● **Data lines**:
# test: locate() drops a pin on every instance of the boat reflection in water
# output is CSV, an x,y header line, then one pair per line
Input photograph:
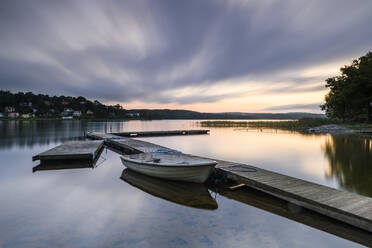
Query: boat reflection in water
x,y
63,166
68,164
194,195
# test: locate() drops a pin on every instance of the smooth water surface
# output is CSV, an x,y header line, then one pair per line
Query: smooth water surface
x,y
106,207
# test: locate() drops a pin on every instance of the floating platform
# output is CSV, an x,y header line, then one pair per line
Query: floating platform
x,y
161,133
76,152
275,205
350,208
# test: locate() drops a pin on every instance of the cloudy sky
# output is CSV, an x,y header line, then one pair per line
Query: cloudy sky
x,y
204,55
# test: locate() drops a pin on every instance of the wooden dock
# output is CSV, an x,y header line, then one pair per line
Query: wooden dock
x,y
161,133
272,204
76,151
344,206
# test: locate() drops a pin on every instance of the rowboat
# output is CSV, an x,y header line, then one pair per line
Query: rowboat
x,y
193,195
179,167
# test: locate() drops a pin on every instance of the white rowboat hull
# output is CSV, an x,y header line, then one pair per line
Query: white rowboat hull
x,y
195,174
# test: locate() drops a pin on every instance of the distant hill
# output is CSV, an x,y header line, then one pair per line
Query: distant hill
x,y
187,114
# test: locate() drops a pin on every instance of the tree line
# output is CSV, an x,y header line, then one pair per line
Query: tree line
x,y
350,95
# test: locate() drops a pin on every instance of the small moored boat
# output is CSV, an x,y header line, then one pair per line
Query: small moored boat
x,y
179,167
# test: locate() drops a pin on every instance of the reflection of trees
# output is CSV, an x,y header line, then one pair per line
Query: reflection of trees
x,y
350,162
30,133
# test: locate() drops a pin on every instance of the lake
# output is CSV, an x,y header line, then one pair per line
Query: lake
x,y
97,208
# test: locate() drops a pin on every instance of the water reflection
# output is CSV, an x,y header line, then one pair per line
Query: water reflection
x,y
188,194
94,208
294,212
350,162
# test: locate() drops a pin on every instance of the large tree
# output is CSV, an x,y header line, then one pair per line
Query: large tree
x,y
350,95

* * *

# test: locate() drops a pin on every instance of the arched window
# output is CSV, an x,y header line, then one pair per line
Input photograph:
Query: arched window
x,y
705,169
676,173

● **Task prompt**:
Count the lines in the records above that contain the string "smooth", treating uppercase and lowercase as different. Give only the number.

● **Solution to the problem**:
2